**** Records provided

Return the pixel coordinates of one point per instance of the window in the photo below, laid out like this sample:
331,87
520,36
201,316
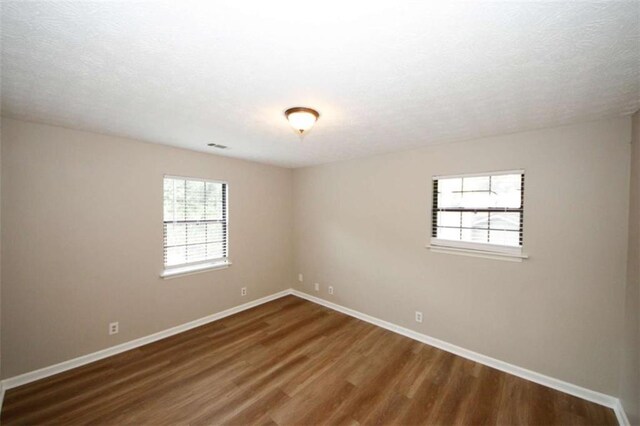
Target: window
479,212
195,225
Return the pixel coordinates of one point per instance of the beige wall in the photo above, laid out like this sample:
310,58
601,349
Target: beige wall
362,226
82,241
630,366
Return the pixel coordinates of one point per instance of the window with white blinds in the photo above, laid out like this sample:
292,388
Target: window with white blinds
483,212
195,222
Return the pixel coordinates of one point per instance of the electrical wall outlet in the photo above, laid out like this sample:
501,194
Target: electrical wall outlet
114,327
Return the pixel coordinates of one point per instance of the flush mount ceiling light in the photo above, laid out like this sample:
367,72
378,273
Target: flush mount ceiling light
302,119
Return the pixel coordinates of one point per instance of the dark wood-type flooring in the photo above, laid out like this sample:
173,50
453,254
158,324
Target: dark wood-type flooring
292,362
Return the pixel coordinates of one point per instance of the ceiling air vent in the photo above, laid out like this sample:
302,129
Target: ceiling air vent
215,145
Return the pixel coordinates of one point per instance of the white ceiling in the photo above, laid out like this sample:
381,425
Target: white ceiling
385,75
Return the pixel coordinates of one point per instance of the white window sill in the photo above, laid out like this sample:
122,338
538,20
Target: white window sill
509,257
194,269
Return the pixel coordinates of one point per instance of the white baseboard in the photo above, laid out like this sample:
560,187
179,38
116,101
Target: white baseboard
562,386
621,414
32,376
542,379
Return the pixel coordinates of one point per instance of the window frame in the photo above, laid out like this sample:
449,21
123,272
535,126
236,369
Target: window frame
477,248
201,265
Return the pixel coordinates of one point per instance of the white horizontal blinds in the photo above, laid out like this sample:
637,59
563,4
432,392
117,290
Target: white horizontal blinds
479,209
195,221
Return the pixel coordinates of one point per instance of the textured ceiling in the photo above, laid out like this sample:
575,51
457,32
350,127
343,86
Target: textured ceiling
385,76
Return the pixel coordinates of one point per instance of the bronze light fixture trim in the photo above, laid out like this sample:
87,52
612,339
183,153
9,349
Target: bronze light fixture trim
302,119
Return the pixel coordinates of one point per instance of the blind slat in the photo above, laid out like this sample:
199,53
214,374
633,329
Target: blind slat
195,220
479,208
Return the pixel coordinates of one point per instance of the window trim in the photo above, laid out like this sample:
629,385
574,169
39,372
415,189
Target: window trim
476,249
202,265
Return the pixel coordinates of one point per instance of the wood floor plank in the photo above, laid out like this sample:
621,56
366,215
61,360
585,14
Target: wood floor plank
292,362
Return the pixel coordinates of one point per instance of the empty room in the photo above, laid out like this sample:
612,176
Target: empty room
333,213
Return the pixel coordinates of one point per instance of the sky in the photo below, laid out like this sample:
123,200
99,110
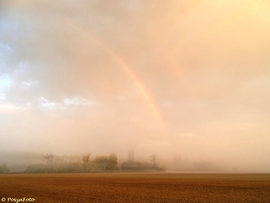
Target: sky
177,77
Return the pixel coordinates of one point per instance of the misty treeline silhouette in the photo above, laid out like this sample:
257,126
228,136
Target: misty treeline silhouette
87,165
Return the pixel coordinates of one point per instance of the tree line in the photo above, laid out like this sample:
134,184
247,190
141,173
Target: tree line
87,164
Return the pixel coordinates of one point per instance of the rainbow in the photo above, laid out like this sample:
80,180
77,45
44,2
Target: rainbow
146,94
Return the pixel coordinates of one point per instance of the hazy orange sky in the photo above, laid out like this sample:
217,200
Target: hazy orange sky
160,77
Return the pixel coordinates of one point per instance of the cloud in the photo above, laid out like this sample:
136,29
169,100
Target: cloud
81,72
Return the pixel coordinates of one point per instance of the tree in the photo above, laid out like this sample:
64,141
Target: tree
49,158
105,163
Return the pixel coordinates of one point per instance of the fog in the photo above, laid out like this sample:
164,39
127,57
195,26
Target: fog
187,81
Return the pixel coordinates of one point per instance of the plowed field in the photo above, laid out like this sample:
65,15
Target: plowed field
135,187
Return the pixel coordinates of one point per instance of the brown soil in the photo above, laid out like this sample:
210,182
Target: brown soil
135,187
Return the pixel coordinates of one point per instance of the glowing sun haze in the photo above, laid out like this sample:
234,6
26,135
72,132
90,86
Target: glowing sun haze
160,77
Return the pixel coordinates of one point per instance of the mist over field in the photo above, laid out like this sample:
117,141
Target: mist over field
186,81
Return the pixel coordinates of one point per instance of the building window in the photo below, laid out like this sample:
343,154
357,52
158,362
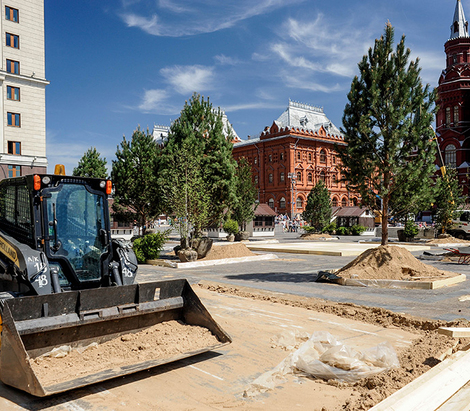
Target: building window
14,147
13,93
12,14
450,156
14,119
14,171
12,40
13,66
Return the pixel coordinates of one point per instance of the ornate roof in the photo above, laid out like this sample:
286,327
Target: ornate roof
306,117
459,27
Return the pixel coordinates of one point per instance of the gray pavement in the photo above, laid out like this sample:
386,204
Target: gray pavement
296,274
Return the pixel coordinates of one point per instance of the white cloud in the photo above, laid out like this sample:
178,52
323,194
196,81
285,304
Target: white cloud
205,16
189,79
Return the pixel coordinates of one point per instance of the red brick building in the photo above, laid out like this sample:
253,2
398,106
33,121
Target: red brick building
453,116
292,155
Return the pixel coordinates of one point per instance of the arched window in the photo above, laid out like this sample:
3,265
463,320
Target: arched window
450,156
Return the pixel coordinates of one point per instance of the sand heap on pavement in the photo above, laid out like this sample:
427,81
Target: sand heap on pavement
391,263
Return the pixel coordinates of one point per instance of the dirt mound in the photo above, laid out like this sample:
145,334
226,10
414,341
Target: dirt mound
307,236
160,341
234,250
390,263
447,240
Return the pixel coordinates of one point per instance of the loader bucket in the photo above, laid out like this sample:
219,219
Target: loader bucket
122,329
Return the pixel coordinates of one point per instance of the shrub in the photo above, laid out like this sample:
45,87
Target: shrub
411,229
230,226
149,246
357,229
343,231
329,228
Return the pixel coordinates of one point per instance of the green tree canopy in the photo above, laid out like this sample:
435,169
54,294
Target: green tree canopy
91,165
134,178
318,208
197,136
387,128
245,194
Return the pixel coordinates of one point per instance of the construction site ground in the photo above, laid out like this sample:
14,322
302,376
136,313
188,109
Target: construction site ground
217,380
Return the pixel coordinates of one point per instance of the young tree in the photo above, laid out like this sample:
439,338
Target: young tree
134,177
318,208
448,199
245,193
91,165
387,128
199,132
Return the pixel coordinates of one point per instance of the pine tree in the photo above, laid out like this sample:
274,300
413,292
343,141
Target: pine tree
387,126
199,133
318,208
135,179
91,165
246,194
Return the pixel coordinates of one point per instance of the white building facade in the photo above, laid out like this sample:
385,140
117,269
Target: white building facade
23,88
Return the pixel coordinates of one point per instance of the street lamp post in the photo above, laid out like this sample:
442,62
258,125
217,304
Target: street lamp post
293,178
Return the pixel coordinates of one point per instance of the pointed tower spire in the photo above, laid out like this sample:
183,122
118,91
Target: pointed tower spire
459,27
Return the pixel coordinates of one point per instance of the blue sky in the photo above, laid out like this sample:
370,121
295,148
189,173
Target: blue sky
117,64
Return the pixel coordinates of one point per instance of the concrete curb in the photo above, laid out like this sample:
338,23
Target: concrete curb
195,264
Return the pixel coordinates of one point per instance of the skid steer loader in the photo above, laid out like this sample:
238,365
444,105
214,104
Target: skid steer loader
65,283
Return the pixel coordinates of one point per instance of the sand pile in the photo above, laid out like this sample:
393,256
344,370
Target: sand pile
161,341
234,250
391,263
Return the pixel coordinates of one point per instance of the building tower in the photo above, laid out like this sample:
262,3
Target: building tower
22,85
453,100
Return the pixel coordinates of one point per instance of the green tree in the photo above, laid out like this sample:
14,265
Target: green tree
135,180
318,208
197,135
245,194
91,165
448,199
387,128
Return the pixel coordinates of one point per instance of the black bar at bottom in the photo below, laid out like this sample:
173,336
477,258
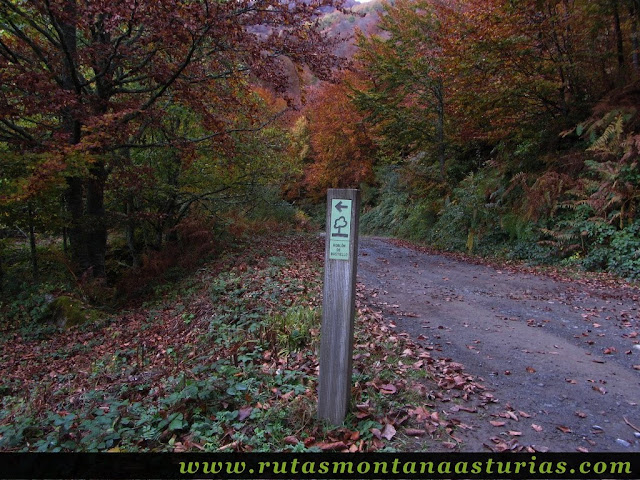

********

_Exercise aim_: Give all the records again, exactly, without images.

_Solution below_:
Return the pixel coordinates of one point per instance of the window in the photo below, laid out like this sample:
331,87
520,36
201,316
Target: window
479,212
195,225
Return the pixel coordinates of one point per instance of the beige wall in the photo above, laid out like this sample:
310,58
601,349
Target: beige wall
362,226
82,241
630,366
Return the pixel coordinates of one point per instance of the window with white blinds in the photo above, laid out like this sample:
292,388
Target: window with white blinds
483,212
195,222
Return the pixel coordinates of one point per instance of the electrical wall outlet in the photo above, laid out like this sample:
501,194
Target: electrical wall outlet
114,327
Return the pixel coordinates of one point per instance of the flush mount ceiling light in the photo above, laid out like this sample:
367,72
378,273
Target: flush mount ceiling light
302,119
Return the pixel coordinates of one point per instance of the dark wood-type flooring in the photo above, laid out like this sample:
173,50
453,254
158,324
Target: dark wood-type flooring
292,362
Return the pixel coordinates of one point per instance of the ceiling air vent in the photo above, laid out like this sample:
302,129
Target: ceiling air vent
215,145
Return the pixel coordinates of one point per instance of the white ceiling in the photo above, laid out like this sample:
381,425
Target: white ceiling
385,75
Return the pixel coordinates of one point per instance of the white window sill in the photo above, laid out like this sample:
122,338
538,20
Target: white window sill
509,257
194,269
Return the pixel coordinates of one point per instance of the white baseboard in the photo above, laid out like this sample:
560,187
179,38
116,101
Target: white baseboard
562,386
621,414
32,376
542,379
Return the pixel coordinates of one point per instance of the window frame in the photo above, laid out like this sample:
449,21
123,272
535,126
236,369
Target: window frame
477,248
201,265
Return the pixel coordinates of one point per instance of the white horizontal blinds in the photo above, laid out like this sample:
637,59
563,4
432,392
117,290
Target: white horizontal blinds
479,209
195,221
Return the pixel coordinates of one point per instance of the textured ceiling in the photo above, laid out like this sample:
575,51
457,32
350,127
343,86
Target: textured ceiling
385,76
Return the pixel coordinates of one point per instance of the bronze light fixture trim in the photo above, laid out like this sample:
87,52
612,339
183,153
9,349
Target: bronze light fixture trim
302,119
Return the pixel coordinates of one point per instance of the blind slat in the photo above, laid out like this sample:
199,53
214,374
633,329
Target: blind slat
195,220
479,208
Return the pixel coordinates of one point per instance of the window trim in the photo above, laid out like this sample:
629,385
574,169
39,372
415,189
Target: window trim
476,249
202,265
Return the pixel coordinates of one point per instance of the wood floor plank in the photo above, laid out like this sample:
621,56
366,215
61,360
585,14
Target: wood floor plank
292,362
Return the pixel coordinates of one point per instance of the empty room in the photo above, laid out like this sample:
612,176
Target: empty room
333,213
Return the pixel coordinates of one point per instance of the sky in the photo below, laid out like this sample:
123,200
99,110
Target: sky
177,77
Return the pixel coordinates of one point per instance of the misty treeline silhouette in the photo above, laid out like this sample:
257,126
228,136
Target: misty treeline silhouette
87,165
Return the pixel coordinates of one point per instance of the tree line in the photo above, laid out like this sample:
134,184
247,190
141,173
Target: tree line
87,164
Return the pixel coordinates of one point per instance of the rainbow in the photo above, laid out like this sample:
80,180
77,45
44,2
Target: rainbow
146,94
Return the pixel coordinates of one point per instance of the hazy orange sky in the photo above, laid out like this sample:
217,200
Target: hazy orange sky
160,77
Return the pixel coordinates of one point per instance of the cloud in the photo above, laid out like this sample:
136,29
169,100
Target: cloud
81,72
Return the pixel coordinates of one point per instance of the tree in the photo above, laid out like this sample:
64,141
Target: tree
49,158
105,163
Return the pixel coordinates of one point per instance of the fog in the photo above, laid out like this sample:
164,39
127,57
195,26
Target: fog
187,81
Return the pixel coordinates of one point per instance of the plowed field in the photo above, laid out like this sample:
65,15
Target: plowed field
135,187
Return the pixel coordinates of one point per instance of the brown soil in the photo above, laid out like this sample:
210,182
Target: brown soil
135,187
Return the pixel coordinates of one point per instance of the glowing sun haze in the photo above, laid out like this sample:
234,6
26,135
72,132
90,86
Target: glowing sun haze
160,77
Return the pixel coordinates of one point per instance of the mist over field in the photo above, laid out like this sample:
117,141
Target: mist over field
186,81
Return the pixel coordinates of one point per instance of the building window in the photo below, laid out like this sample:
343,154
357,52
158,362
Target: building window
14,147
13,93
12,14
450,156
14,119
14,171
12,40
13,66
Return the pixel coordinates of one point per instance of the ornate roof in the photo above, laid out like this sample:
286,327
Target: ornate roof
306,117
459,27
Return the pixel coordinates of one point per instance of the gray pavement in the photo above, laid out like this sample:
386,204
Target: gray pavement
296,274
Return the pixel coordinates of one point per instance of the white cloud in the photo above, laid out like this sample:
178,52
323,194
196,81
285,304
Target: white cloud
205,16
189,79
Return the pixel coordinates of one point per instance of the red brick building in the photo above, laid out like this sample:
253,2
398,106
33,121
Target: red brick building
453,116
292,155
Return the pixel coordinates of one point per instance of the arched window in the photo above, laid out like this sample:
3,265
463,320
Target: arched window
450,156
Return the pixel coordinates of one point per instance of the sand heap on pavement in the photo above, laid out like this sample:
427,81
Target: sand heap on pavement
391,263
Return the pixel coordinates of one point per instance of the dirt mound in the photo above, laid out like this sample:
145,334
226,10
414,341
Target: dirt mound
307,236
160,341
234,250
390,263
447,240
Return the pixel coordinates of one point per instance of the loader bucket in the photo above, laid out like this sample:
219,219
Target: loader bucket
122,329
Return the pixel coordinates of one point per instance of the shrub in the photo above, laid out like this sample:
45,87
Target: shrub
411,229
230,226
149,246
357,229
343,231
329,228
Return the pixel coordinates of one point per instance of the green tree canopy in the photo above, laid out like this sample:
435,169
54,294
Target: green tree canopy
91,165
134,178
318,208
197,136
387,128
245,194
Return the pixel coordinates of one point per instance of the construction site ground in the photo above, laid out like this sample:
14,322
302,376
136,313
188,109
Target: construction site ground
217,380
Return the pixel coordinates of one point per instance of the young tree in the photo above, laid out like this sample:
439,338
Target: young tree
134,177
318,208
448,199
245,193
91,165
387,128
199,132
Return the pixel coordinates of one point per instance of the pine tree in the photo above, laid out like this sample:
274,300
413,292
343,141
Target: pine tree
387,126
199,133
318,208
135,179
91,165
246,194
Return the pixel coordinates of one point per instance of the white building facade in the photo above, laid out like this sample:
385,140
117,269
Target: white building facade
23,88
Return the pixel coordinates of one point per instance of the street lamp post in the photo above, laid out like this sample:
442,62
258,125
217,304
Target: street lamp post
293,178
Return the pixel coordinates of one point per instance of the pointed tower spire in the photo above, laid out like this sample:
183,122
118,91
Target: pointed tower spire
459,27
Return the pixel coordinates of one point per instance of the blue sky in the photo above, laid out like this sample:
370,121
295,148
189,173
Target: blue sky
117,64
Return the pixel coordinates of one point per instance of the concrete curb in the photo above, laid out like this sample:
338,23
Target: concrete curb
195,264
Return the pixel coordinates of one point per instance of the skid steer loader in the photo above, laid out like this sample:
238,365
444,105
214,104
Target: skid steer loader
65,283
Return the pixel coordinates of one point per instance of the sand pile in the photo above, laid out like this sample:
393,256
344,370
Target: sand pile
161,341
234,250
391,263
Return the pixel coordinates of one point per instance of the building tower in the photo above, laid out like this sample:
262,3
Target: building tower
22,85
453,100
Return the pixel coordinates of one point per instance of the green tree in the photo above, laid out like this sample:
14,265
Target: green tree
135,180
318,208
197,135
245,194
91,165
448,199
387,128
Return the pixel coordinates of one point per instance of the black bar at bottom in the photo below, laid out like this sample:
173,336
477,258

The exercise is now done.